● **Problem details**: Print every line of the records below verbatim, leaving out the pictures.
--- Start Given data ---
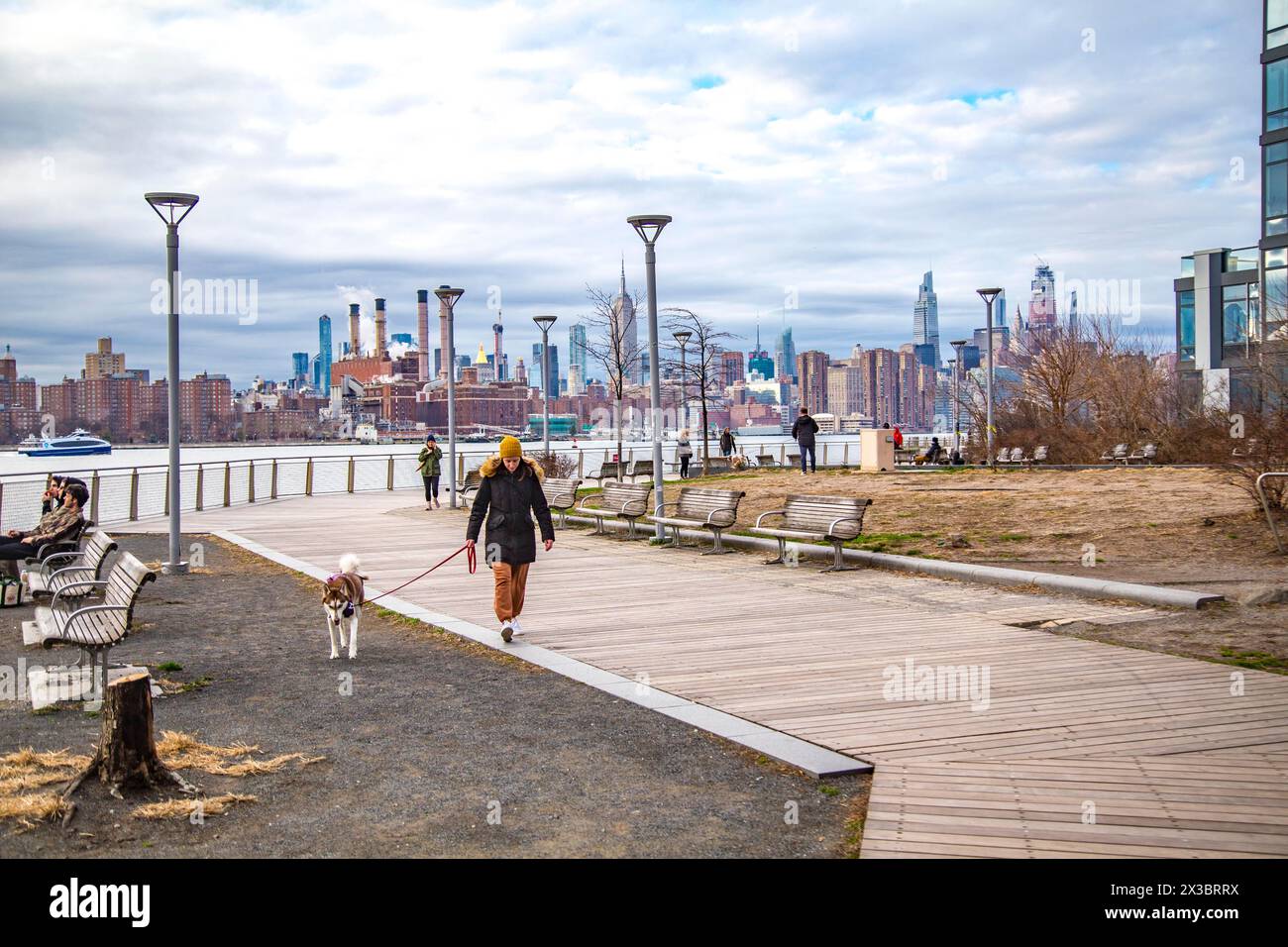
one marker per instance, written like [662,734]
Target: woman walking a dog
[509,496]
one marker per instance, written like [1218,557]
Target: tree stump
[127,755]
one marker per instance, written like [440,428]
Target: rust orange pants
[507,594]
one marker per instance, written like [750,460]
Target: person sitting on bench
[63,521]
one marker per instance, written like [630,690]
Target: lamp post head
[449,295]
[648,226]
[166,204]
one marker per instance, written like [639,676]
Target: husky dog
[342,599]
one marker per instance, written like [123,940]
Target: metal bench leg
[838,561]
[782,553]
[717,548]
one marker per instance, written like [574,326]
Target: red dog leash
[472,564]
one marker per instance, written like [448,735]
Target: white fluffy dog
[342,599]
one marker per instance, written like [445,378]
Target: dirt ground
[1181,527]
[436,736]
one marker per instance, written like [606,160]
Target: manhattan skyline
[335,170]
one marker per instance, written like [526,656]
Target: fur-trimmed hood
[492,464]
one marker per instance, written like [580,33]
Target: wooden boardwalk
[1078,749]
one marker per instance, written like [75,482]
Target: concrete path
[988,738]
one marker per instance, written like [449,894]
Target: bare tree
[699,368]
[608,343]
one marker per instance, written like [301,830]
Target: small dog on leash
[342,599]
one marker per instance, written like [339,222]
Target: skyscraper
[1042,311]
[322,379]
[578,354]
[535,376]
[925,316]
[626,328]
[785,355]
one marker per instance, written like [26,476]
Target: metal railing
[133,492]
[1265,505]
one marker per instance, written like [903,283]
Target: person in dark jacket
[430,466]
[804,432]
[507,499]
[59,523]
--- End Given data ---
● **The completed task**:
one marker per instance, written like [662,734]
Target: woman walking a dog
[509,496]
one marker per instance, written like [1218,557]
Target: tree stump
[127,755]
one marker per instance, written like [440,428]
Target: rust orange pants
[507,594]
one marker per instance, written like [750,460]
Target: person sitting on bench
[63,521]
one marker per instance, written like [630,690]
Target: lamp post head
[449,295]
[648,226]
[166,204]
one marker per instance, written like [639,676]
Target: husky dog
[342,599]
one marker per instance, written like [123,940]
Target: metal bench leg
[838,561]
[782,553]
[717,548]
one marker per instance, written like [574,326]
Target: red dog leash
[472,564]
one marker per instance, written like [448,735]
Target: white fluffy dog
[342,599]
one marker per instance, written like [445,378]
Target: dirt ground
[1181,527]
[436,736]
one marker per instance, written like [606,160]
Target: manhattan skyline
[335,170]
one marker per instance, written like [526,656]
Target: fur-trimmed hood
[492,464]
one marker per instance, written like [580,33]
Target: wooden boardwalk
[1078,749]
one marker per instance, written like [75,482]
Target: concrete path
[988,738]
one marker per instance, written like [449,894]
Target: bare tree
[699,368]
[608,343]
one marker per instance, written like [301,830]
Target: small dog on leash
[342,599]
one marker per instance, written like [339,222]
Target: skyscraper
[1042,311]
[322,379]
[578,354]
[535,376]
[925,316]
[626,328]
[785,355]
one marker per instance, written like [26,476]
Target: metal railing
[133,492]
[1265,505]
one marker per instance, written like [903,283]
Target: person in dark jacket
[430,466]
[804,432]
[507,499]
[59,523]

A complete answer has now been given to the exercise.